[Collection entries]
• • •

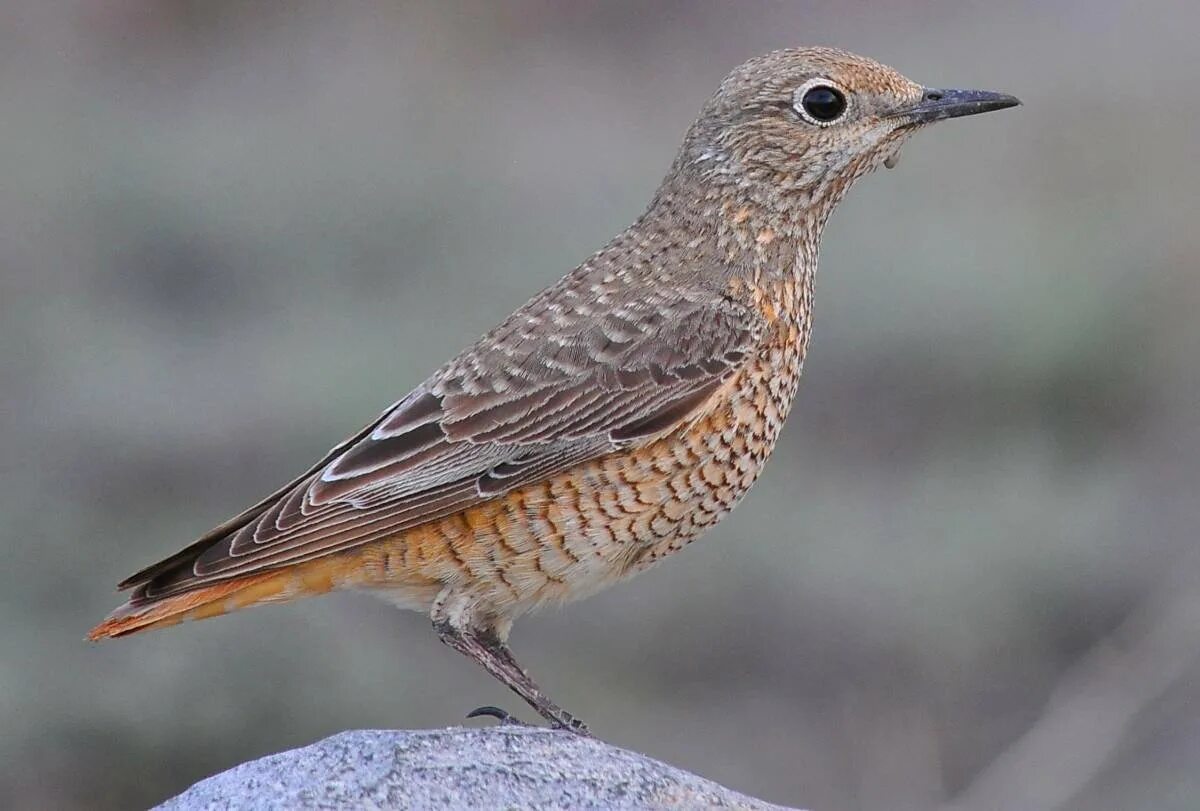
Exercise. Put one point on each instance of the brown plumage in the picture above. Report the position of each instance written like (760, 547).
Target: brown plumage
(605, 424)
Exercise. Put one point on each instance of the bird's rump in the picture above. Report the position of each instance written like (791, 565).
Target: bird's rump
(568, 378)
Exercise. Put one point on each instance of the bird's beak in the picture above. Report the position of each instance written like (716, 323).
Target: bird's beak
(937, 104)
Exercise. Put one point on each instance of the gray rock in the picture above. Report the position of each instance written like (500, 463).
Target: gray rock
(501, 767)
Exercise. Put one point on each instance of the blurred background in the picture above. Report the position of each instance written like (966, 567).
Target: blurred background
(232, 232)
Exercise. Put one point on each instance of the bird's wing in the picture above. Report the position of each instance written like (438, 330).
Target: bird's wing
(571, 376)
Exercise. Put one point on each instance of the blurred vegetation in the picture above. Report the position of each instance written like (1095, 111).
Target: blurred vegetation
(232, 232)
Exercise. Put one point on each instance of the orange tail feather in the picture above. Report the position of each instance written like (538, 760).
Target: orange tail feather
(210, 601)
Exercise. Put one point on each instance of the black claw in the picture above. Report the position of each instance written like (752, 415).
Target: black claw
(503, 716)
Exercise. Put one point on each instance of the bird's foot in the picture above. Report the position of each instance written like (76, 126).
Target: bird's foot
(503, 716)
(567, 722)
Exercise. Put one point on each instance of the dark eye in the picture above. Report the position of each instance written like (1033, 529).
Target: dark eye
(823, 103)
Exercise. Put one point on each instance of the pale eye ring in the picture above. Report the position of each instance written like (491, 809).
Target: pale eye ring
(820, 102)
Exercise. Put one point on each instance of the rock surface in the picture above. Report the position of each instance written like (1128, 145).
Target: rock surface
(501, 767)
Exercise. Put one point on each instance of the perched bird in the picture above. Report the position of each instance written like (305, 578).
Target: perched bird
(612, 419)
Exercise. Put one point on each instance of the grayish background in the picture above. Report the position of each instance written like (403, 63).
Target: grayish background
(233, 232)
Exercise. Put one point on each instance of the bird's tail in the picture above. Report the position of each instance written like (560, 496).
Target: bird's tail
(203, 602)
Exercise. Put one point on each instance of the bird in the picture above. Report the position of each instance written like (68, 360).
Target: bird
(607, 422)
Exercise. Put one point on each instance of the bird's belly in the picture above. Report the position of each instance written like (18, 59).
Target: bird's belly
(585, 529)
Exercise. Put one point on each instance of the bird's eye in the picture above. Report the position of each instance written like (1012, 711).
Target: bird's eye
(822, 103)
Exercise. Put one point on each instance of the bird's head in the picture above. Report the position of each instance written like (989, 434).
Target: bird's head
(802, 125)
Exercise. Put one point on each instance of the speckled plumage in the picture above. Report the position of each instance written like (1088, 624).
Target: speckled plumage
(609, 421)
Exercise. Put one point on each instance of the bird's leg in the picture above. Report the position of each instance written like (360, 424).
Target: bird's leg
(491, 653)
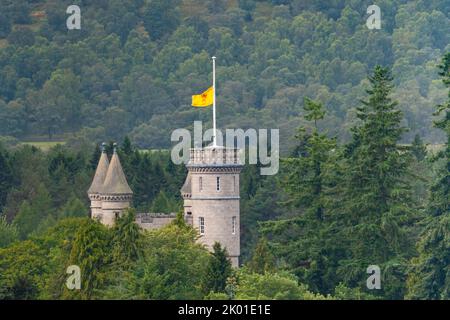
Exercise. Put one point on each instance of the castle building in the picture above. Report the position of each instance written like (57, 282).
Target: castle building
(210, 194)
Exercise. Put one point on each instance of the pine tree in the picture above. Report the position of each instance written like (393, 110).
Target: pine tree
(74, 208)
(430, 276)
(418, 148)
(303, 240)
(5, 177)
(126, 239)
(377, 201)
(218, 270)
(33, 212)
(161, 203)
(263, 260)
(90, 251)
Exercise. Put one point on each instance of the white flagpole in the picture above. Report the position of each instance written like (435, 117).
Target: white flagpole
(214, 102)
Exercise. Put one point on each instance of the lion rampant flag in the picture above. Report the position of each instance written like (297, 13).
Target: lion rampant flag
(203, 100)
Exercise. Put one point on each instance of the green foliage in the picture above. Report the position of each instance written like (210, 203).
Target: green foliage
(272, 286)
(140, 61)
(263, 260)
(90, 251)
(430, 278)
(8, 233)
(172, 266)
(127, 239)
(32, 213)
(217, 271)
(418, 148)
(74, 208)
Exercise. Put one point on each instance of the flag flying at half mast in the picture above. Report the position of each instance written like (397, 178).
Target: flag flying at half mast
(203, 100)
(208, 98)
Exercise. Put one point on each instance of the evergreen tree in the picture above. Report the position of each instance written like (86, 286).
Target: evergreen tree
(218, 270)
(8, 233)
(6, 178)
(377, 202)
(418, 148)
(90, 251)
(307, 240)
(126, 240)
(74, 208)
(263, 260)
(430, 276)
(162, 204)
(33, 212)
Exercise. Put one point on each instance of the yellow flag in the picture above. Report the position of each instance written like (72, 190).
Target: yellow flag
(203, 100)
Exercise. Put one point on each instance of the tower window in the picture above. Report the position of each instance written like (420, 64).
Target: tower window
(233, 225)
(201, 224)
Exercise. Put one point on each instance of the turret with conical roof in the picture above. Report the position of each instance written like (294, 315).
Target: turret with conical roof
(116, 194)
(94, 191)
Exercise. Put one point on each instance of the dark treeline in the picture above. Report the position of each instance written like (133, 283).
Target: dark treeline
(135, 64)
(309, 232)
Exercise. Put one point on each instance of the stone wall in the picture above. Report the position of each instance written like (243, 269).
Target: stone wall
(150, 221)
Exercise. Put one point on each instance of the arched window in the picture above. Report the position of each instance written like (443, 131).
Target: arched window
(201, 225)
(233, 225)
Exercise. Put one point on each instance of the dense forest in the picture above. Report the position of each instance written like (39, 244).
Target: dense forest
(364, 118)
(135, 64)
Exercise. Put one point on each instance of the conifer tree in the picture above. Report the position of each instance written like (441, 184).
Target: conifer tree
(430, 276)
(262, 261)
(90, 251)
(218, 270)
(74, 208)
(5, 178)
(418, 148)
(377, 201)
(307, 240)
(126, 240)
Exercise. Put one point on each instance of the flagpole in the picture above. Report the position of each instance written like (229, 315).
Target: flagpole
(214, 102)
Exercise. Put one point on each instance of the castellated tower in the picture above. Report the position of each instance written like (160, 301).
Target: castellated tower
(211, 197)
(109, 193)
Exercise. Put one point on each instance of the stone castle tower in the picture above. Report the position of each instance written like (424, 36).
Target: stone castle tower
(211, 197)
(109, 193)
(210, 193)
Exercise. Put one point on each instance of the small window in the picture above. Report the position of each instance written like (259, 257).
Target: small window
(233, 225)
(201, 223)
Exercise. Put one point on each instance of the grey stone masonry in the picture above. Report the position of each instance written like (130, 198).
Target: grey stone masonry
(211, 197)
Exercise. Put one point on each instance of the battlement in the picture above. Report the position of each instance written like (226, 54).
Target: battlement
(150, 221)
(214, 156)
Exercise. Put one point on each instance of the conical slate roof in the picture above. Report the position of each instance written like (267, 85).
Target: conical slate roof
(100, 174)
(115, 181)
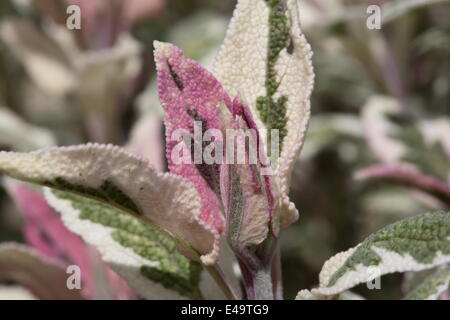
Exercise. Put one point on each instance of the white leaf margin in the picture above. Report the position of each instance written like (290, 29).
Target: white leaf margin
(122, 260)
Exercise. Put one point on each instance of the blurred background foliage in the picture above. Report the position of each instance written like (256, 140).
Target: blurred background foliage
(382, 97)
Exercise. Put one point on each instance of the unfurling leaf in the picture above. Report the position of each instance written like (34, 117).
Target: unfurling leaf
(266, 59)
(190, 96)
(413, 244)
(147, 259)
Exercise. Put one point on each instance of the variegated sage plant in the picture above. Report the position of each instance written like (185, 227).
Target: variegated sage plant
(175, 234)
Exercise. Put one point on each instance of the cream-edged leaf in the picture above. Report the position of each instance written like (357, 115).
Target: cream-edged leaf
(146, 258)
(413, 244)
(123, 180)
(432, 287)
(267, 60)
(45, 279)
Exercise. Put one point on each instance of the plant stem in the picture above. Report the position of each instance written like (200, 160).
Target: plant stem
(277, 278)
(217, 274)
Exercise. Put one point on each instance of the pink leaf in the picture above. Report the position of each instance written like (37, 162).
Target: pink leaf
(190, 93)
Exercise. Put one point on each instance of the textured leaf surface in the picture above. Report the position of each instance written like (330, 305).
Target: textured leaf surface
(44, 231)
(267, 60)
(190, 94)
(432, 287)
(147, 259)
(413, 244)
(118, 178)
(249, 196)
(44, 278)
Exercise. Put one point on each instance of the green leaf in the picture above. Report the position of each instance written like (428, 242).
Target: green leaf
(432, 286)
(413, 244)
(146, 258)
(118, 178)
(266, 60)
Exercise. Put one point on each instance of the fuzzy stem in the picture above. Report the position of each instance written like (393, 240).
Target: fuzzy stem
(217, 274)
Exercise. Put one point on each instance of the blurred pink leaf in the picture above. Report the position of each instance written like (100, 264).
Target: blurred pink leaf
(46, 279)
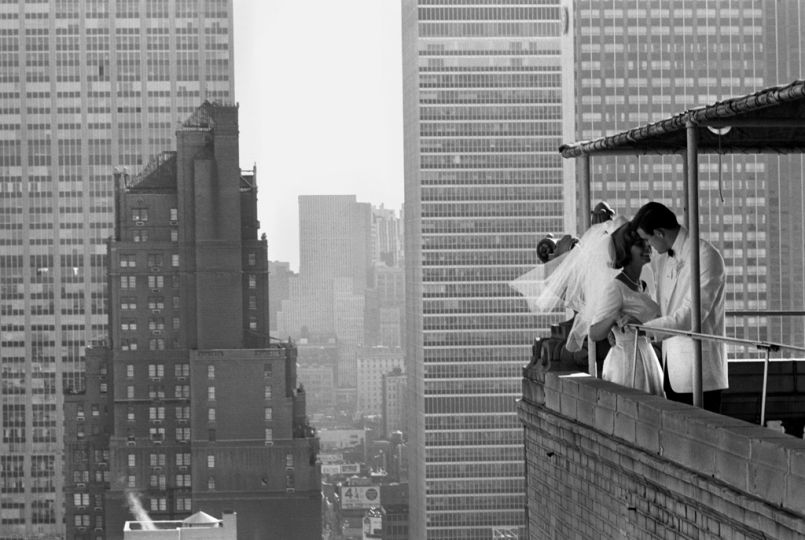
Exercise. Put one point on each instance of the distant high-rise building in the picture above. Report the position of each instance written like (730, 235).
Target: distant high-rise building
(85, 86)
(483, 182)
(372, 364)
(279, 283)
(206, 411)
(635, 64)
(387, 237)
(393, 392)
(328, 296)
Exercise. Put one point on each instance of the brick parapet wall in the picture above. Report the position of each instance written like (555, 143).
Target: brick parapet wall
(604, 461)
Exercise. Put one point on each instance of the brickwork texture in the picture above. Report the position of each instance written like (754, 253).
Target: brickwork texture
(604, 461)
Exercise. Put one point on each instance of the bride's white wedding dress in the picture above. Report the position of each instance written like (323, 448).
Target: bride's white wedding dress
(622, 366)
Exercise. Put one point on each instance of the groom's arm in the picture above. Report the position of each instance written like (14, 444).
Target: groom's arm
(711, 267)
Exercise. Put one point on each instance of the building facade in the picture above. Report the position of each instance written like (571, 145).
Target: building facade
(327, 298)
(393, 392)
(85, 86)
(638, 64)
(372, 364)
(206, 410)
(483, 182)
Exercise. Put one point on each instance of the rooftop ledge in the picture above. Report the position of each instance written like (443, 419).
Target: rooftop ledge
(762, 464)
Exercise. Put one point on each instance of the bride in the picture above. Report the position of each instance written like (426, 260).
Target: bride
(632, 360)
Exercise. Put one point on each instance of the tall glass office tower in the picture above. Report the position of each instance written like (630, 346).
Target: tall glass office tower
(86, 86)
(483, 182)
(640, 63)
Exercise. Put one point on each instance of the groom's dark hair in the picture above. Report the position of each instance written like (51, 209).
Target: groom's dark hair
(654, 215)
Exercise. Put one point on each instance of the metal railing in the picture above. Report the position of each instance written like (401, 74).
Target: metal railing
(766, 346)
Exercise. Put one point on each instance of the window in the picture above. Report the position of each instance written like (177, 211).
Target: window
(183, 480)
(154, 260)
(128, 325)
(128, 261)
(183, 413)
(139, 214)
(156, 323)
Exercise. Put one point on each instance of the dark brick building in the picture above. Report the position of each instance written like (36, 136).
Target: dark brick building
(206, 412)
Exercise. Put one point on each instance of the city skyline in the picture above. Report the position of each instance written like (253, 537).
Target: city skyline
(324, 118)
(67, 126)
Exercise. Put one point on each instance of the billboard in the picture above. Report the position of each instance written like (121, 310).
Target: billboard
(340, 468)
(359, 497)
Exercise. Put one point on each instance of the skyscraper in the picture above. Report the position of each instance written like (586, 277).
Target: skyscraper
(327, 298)
(206, 411)
(483, 181)
(85, 86)
(635, 64)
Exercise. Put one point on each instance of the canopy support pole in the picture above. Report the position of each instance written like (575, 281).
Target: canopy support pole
(585, 209)
(692, 181)
(686, 195)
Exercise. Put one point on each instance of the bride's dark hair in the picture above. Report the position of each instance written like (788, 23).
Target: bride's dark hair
(622, 241)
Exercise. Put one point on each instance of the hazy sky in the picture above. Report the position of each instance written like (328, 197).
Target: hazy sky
(319, 83)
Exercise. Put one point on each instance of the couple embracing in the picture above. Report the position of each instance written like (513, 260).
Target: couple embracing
(665, 304)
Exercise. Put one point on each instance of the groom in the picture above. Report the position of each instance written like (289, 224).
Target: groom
(657, 224)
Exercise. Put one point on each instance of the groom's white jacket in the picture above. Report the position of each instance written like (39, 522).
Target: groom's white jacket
(672, 291)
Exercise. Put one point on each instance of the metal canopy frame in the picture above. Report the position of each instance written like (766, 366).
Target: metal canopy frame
(771, 120)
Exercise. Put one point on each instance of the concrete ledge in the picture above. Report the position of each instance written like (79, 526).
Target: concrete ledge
(721, 462)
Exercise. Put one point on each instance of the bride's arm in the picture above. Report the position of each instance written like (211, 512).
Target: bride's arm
(599, 330)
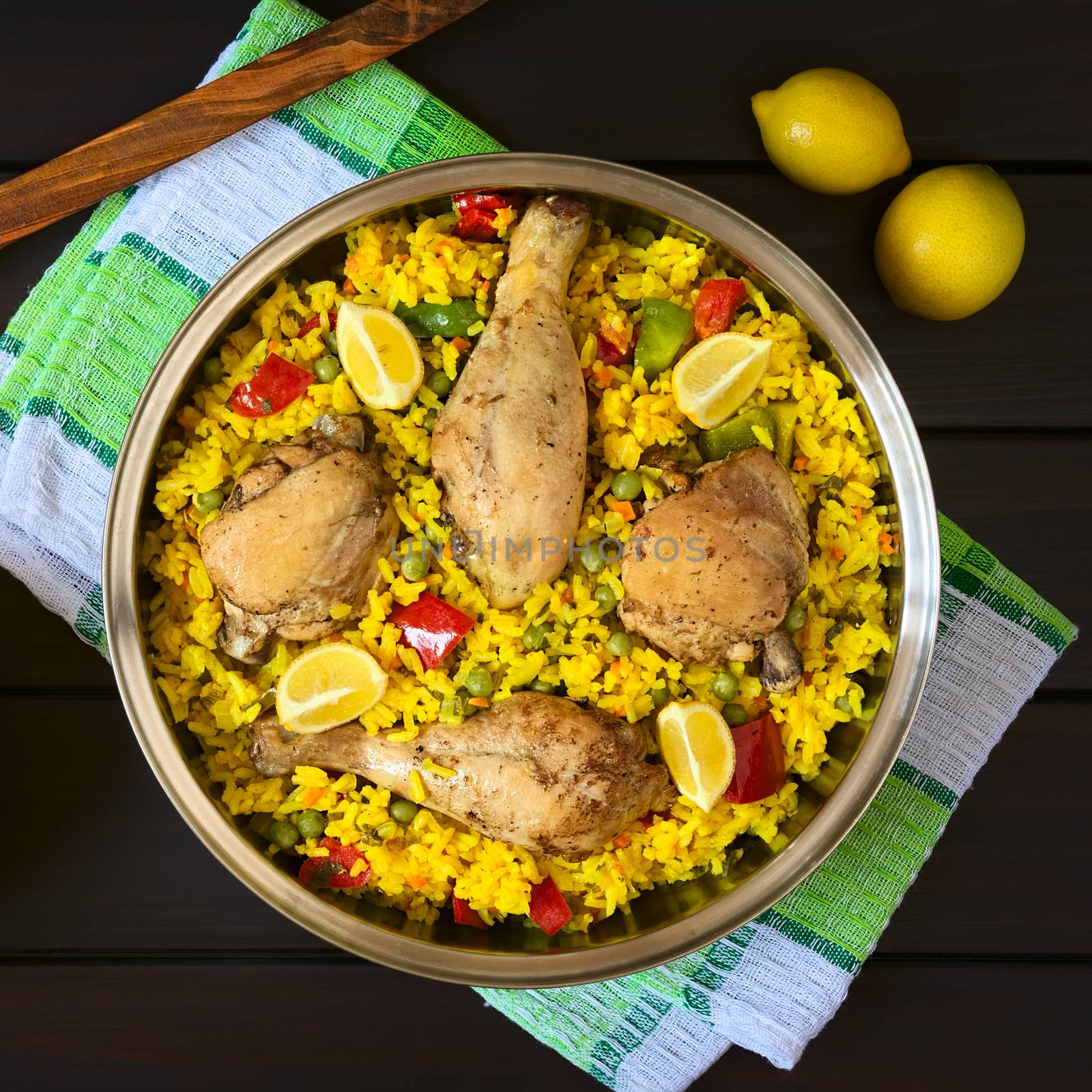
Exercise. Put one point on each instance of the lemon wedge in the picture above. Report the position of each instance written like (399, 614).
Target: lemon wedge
(328, 686)
(719, 375)
(379, 355)
(698, 748)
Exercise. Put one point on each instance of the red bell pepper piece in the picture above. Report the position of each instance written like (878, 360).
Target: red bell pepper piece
(431, 627)
(334, 871)
(470, 200)
(476, 213)
(476, 224)
(715, 311)
(316, 321)
(464, 915)
(549, 909)
(609, 353)
(276, 385)
(760, 762)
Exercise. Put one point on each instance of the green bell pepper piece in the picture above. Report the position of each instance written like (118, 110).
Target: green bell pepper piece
(786, 414)
(664, 327)
(736, 434)
(448, 320)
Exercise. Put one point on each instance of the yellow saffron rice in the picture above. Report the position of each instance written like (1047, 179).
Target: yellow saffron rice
(418, 867)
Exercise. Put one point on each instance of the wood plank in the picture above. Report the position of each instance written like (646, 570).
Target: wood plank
(971, 82)
(975, 373)
(42, 650)
(129, 1026)
(140, 882)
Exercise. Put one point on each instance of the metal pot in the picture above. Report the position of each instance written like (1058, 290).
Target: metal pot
(672, 920)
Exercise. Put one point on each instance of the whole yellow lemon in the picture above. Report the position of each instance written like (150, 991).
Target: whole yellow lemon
(831, 131)
(950, 242)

• • •

#### Your objective:
Give back exactly the lines beginning at the one with "Exercise. Put one point on each instance of the wood" and ending at the final line of the material; both boundary lines belong in it.

#### Output below:
Exercise. Put one point on each instance of the wood plank in the picture above. Report the position of each instance written like (646, 570).
Target: wood plank
(971, 82)
(975, 373)
(42, 650)
(129, 1026)
(140, 882)
Exercise. Put one point on each instance of the metal pot in the picture above. Report the position of each instance written like (1058, 290).
Target: metal pot
(672, 920)
Exercise. Put one point on each instance of the whole yellow lemon in the picture above. Report the position of each instance written like (150, 991).
Target: whole yellow lemon
(831, 131)
(950, 242)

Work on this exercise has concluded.